Bounding-box records:
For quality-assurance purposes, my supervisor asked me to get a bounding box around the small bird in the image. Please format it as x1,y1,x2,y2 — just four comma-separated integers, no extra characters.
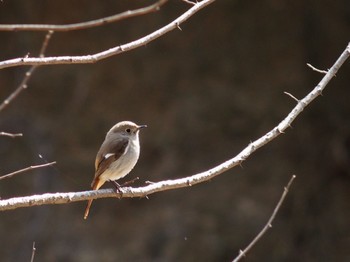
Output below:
84,121,147,219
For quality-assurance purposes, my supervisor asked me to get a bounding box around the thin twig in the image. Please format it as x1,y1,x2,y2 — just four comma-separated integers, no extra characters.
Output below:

▶ _DIRECTIONS_
Could you lay out every line of the records above as a JSON list of strings, one string per line, skipping blank lines and leaving out the pictures?

▶ _PROBLEM SOLUTION_
[
  "For quality-assurance purposes, my supervisor asked me to get a bounding box around the small bird in the image. Please format it as x1,y1,x2,y2 — just four comma-separated integers, no extra characters.",
  "Output below:",
  "84,121,147,219",
  "For quality-assurance purposes, my supervisor asked me to get a bounding box around the thin twig in the image. Please format it as x1,y1,x2,y2 — just four comma-separated integers, no extra characters.",
  "Output below:"
]